▶ REQUIREMENT
Return the full material exactly.

▶ RECORDS FOR PROCESSING
========================
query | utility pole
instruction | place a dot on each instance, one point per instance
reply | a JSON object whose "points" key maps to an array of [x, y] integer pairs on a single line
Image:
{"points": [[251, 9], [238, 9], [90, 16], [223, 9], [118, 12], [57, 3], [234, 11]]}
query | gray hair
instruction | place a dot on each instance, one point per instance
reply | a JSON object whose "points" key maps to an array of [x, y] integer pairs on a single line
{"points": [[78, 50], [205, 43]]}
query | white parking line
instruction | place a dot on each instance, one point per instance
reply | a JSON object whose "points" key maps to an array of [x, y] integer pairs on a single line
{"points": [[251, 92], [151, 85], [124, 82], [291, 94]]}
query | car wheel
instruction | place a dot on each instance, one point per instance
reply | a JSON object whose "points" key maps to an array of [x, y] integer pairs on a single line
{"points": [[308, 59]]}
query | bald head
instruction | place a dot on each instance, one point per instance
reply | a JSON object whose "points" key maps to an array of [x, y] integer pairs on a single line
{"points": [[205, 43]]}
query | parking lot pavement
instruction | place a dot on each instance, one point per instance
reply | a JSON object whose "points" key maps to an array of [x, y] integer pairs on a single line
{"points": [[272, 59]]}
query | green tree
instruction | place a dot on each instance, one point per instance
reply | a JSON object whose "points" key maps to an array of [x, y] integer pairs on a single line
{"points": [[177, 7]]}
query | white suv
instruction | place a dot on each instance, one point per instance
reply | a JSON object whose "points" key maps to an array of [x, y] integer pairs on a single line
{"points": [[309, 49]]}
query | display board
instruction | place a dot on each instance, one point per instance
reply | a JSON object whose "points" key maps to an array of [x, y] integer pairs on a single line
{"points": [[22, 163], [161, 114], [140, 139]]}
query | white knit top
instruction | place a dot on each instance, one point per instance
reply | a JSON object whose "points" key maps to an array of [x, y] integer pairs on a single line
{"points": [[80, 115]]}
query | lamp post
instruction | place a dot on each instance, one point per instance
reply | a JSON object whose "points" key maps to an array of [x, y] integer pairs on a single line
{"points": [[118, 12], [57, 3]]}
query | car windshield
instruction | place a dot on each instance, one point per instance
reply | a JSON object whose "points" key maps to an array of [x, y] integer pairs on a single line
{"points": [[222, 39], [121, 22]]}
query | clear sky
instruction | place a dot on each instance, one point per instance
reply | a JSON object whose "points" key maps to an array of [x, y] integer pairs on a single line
========================
▶ OUTPUT OF THE TASK
query | utility pole
instruction | place a dot on each instance, one point per instance
reply | a JSON object whose "points" key maps to an array of [x, y] integer pairs on a single line
Image:
{"points": [[251, 9], [238, 9], [90, 16], [223, 9], [118, 12], [57, 3], [234, 11]]}
query | gray hair
instruction | place a dot on each instance, one point per instance
reply | a JSON object whose "points" key maps to an array of [x, y] integer pairs on a single line
{"points": [[78, 50], [205, 43]]}
query | white parking line
instruction | place a dot on each instance, one point per instance
reply | a JSON object whose "points" key maps to an array of [x, y] integer pairs on a single line
{"points": [[251, 92], [151, 85], [124, 82], [291, 94]]}
query | car wheel
instruction | place a dot on each instance, one point per instance
reply | a JSON object whose "points" key maps to an array of [x, y] integer pairs on a single line
{"points": [[308, 59]]}
query | bald head
instruction | place a dot on each instance, one point per instance
reply | a JSON object whose "points" key maps to an array of [x, y] integer pairs on a single line
{"points": [[205, 43]]}
query | parking lot pavement
instruction | place a dot on each instance, one point per instance
reply | a JSON object whose "points" key maps to an array of [x, y] integer pairs on a single line
{"points": [[272, 59]]}
query | green tree
instruction | place a dot on each instance, one point per instance
reply | a JSON object whose "points" key maps to an array of [x, y] integer pairs on a single line
{"points": [[177, 7]]}
query | white suv
instruction | place a dot on each instance, one point per instance
reply | a JSON object whose "points" key maps to an array of [x, y] integer pairs on a single line
{"points": [[309, 49]]}
query | display board
instruction | place a dot on each instance, one point per instance
reply | a JSON object whose "points" key maps to an array of [x, y] integer pairs on a single line
{"points": [[22, 163], [161, 114], [140, 139]]}
query | white knit top
instruction | place a dot on each instance, one point per instance
reply | a JSON object whose "points" key maps to an array of [x, y] integer pairs on a single line
{"points": [[80, 115]]}
query | lamp post
instruction | place a dot on each instance, one point per instance
reply | a JSON object whose "points" key maps to an array of [x, y] integer pairs on a single line
{"points": [[118, 12], [57, 3]]}
query | car windshield
instruction | place a dot on each instance, one point per instance
reply | a JSON object whose "points" key maps to an array of [x, y] integer pairs on a single line
{"points": [[222, 39], [121, 22]]}
query | clear sky
instruction | place a dot on each instance, one point per instance
reply | a JSON object whose "points" key maps to an array of [x, y] integer pairs on a single line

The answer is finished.